REQUIRED TASKS –
**A.** In the Kafka pull request comment, what does the commenter believe the consumer offset should be when the translated offset is larger than the partition end offset?
**B.** Resume the Kafka pull request comment from its last sentence, in the same voice.

SOURCE PASSAGE –

##############################

You are viewing a plain text version of this content. The canonical link for it is here.
Posted to jira@kafka.apache.org by GitBox <gi...@apache.org> on 2022/01/06 14:35:21 UTC

[GitHub] [kafka] tyamashi-oss commented on pull request #10644: [KAFKA-12635] auto sync consumer offset 0 when translated offset larger than partition end offset

tyamashi-oss commented on pull request #10644:
URL: https://github.com/apache/kafka/pull/10644#issuecomment-1006638780


   I'm having a similar problem. I was looking for a solution to my problem and found here. Please forgive me for expressing my personal opinion and sharing my similar problem.
   
   I believe the consumer offset should be log-end-offset, not 0, when translated offset larger than partition end offset.
   (Actually, in the original problem reproduction, log-end-offset is also 0, so the current implementation that resets offset to 0 will be able to be simply replaced with log-end-offset.)

##############################

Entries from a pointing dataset
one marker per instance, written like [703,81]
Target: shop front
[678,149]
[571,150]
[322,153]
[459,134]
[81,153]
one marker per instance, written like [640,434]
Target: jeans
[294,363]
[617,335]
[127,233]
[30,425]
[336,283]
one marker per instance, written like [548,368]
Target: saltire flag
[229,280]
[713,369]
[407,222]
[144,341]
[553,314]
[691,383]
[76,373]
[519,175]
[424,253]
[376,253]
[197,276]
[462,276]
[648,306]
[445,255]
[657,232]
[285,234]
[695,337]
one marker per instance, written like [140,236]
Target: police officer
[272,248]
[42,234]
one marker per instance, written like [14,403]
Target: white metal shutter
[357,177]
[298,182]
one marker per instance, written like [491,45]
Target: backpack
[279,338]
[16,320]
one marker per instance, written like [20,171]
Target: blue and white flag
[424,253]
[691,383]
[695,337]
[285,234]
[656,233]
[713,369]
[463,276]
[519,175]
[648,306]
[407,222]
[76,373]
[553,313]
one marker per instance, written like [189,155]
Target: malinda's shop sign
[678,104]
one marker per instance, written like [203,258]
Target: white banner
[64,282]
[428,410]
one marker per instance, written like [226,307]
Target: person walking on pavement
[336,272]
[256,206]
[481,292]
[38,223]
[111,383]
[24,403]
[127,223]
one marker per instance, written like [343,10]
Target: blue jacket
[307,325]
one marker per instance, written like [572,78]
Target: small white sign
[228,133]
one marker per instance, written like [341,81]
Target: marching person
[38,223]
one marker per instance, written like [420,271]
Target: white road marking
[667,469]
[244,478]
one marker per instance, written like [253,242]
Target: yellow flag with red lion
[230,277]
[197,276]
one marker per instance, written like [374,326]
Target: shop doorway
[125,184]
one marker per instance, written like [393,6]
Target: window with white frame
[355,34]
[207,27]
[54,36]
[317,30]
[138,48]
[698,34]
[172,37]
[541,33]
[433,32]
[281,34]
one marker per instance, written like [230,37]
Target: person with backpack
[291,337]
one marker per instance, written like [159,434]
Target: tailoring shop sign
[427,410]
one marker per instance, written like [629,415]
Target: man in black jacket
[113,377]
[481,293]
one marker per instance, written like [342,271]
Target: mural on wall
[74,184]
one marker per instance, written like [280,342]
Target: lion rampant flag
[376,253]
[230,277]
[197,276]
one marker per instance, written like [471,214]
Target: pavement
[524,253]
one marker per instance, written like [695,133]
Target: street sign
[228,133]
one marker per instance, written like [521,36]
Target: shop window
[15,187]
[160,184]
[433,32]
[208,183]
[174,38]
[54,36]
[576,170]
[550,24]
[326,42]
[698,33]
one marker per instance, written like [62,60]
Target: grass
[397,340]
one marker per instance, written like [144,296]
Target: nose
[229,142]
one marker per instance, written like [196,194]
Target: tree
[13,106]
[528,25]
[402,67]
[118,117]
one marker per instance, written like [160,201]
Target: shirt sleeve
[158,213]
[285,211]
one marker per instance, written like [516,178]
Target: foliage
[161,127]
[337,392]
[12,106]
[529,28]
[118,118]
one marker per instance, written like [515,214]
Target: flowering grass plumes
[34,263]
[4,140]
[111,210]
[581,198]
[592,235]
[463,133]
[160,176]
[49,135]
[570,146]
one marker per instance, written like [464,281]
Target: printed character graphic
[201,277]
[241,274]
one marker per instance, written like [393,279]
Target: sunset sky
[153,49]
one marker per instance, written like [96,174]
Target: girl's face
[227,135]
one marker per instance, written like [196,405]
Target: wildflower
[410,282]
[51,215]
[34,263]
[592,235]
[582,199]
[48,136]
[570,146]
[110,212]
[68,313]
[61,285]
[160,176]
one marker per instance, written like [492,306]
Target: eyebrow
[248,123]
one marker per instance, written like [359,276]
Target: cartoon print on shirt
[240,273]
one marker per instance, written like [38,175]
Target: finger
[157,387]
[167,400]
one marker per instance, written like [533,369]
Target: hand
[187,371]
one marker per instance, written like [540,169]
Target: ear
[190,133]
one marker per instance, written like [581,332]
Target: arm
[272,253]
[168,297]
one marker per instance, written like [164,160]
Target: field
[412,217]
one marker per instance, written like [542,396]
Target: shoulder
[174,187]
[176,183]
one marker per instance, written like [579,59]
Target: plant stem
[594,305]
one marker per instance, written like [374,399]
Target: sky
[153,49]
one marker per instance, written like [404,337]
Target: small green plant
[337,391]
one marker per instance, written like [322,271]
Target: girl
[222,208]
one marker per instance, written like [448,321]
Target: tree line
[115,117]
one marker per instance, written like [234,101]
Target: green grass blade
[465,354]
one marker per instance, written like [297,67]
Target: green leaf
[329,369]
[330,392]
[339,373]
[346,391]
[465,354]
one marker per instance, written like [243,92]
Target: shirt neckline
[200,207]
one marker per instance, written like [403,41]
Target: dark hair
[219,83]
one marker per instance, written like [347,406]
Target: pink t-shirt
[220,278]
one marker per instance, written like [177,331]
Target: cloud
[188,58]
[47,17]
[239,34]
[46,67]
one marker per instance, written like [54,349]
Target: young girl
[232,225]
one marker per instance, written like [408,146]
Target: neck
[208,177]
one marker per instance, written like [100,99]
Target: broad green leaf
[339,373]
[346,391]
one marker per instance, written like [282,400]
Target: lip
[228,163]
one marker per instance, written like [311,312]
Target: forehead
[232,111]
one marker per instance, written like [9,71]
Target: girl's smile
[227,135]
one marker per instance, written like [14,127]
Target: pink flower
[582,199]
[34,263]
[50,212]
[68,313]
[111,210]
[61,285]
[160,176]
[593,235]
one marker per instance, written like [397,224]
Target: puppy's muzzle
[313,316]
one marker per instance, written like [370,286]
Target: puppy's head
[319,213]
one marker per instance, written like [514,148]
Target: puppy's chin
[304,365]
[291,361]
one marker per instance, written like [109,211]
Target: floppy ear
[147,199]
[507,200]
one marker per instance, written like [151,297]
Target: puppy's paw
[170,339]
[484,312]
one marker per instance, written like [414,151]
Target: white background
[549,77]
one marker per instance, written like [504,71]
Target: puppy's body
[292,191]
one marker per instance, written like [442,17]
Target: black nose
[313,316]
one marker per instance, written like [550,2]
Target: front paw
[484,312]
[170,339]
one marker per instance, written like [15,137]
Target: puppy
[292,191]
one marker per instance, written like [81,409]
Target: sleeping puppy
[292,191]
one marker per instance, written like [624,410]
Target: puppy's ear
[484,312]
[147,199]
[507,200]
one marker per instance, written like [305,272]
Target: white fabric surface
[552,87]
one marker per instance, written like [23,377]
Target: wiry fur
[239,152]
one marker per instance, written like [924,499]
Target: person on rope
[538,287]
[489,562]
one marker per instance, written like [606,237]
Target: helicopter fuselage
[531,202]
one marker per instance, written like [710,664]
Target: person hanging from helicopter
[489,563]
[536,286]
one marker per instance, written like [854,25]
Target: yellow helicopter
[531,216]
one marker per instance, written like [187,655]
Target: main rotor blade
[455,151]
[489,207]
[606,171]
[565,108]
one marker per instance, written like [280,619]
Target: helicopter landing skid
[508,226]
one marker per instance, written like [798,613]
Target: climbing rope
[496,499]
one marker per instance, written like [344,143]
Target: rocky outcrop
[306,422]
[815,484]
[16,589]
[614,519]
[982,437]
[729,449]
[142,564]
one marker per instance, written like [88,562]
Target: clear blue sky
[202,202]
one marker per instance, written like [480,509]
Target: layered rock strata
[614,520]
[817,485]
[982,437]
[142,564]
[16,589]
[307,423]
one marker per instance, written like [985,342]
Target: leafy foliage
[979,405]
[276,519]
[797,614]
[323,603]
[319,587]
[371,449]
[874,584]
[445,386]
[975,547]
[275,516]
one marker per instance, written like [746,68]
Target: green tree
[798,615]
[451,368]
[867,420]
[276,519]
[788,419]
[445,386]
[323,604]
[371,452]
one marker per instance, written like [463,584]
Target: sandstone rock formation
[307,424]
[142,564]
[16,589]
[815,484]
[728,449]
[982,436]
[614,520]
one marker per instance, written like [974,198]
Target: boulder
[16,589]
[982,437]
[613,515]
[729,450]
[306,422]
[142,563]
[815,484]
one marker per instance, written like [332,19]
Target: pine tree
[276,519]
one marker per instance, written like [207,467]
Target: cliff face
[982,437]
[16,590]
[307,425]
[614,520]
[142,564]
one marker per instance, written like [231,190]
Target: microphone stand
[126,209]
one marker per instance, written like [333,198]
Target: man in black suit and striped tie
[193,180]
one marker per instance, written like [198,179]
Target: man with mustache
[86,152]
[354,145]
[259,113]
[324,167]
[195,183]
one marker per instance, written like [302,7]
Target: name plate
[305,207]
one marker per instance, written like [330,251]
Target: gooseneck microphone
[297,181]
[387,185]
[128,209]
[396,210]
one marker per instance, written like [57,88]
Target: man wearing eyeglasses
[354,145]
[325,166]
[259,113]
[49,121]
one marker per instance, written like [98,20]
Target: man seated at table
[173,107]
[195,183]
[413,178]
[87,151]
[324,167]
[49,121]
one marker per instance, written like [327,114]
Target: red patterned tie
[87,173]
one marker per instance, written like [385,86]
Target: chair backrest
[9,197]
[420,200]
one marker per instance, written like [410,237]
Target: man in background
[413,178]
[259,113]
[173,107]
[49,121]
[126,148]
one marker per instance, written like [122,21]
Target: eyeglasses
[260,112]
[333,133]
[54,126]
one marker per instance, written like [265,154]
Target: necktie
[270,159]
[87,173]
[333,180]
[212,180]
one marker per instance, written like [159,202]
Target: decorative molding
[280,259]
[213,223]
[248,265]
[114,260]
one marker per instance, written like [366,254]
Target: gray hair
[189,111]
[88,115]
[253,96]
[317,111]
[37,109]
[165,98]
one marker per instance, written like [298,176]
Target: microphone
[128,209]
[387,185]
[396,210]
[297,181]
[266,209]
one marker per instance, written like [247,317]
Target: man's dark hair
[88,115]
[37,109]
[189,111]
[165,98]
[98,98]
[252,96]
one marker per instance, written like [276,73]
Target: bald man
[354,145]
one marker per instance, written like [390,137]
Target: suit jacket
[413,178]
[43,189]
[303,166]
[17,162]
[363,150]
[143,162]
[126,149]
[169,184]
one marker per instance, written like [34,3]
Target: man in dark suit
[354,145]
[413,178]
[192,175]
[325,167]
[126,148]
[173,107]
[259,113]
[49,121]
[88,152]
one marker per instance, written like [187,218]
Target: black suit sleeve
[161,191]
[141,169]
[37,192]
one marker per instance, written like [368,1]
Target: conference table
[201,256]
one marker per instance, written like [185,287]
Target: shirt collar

##############################

THE RESPONSES –
**A.** The log-end-offset, not 0.

**B.**
   When translated offset larger than partition end offset or lower than partition earliest offset, once the consumer client start in the target cluster, the consumer client will be reset based on "auto.offset.reset(default: latest)" because the broker will return InvalidOffsetException. Then the consumer in the target cluster will duplicate or skip a large number of messages.
   In order to avoid automatic reset by the consumer, I believe that the translated offset should stay within the valid log offset(from earliest offset to end offset). So the consumer offset should be log-end-offset, not 0, when translated offset larger than partition end offset.
   
   FYI, in addition to the original problem, I also found another way to reproduce the negative lag caused by the translated offset being larger than the partition end offset. In the following case, the solution is to use log-end-offset(, not 0 because it will lead a large number of duplicate messages) for the translated offset.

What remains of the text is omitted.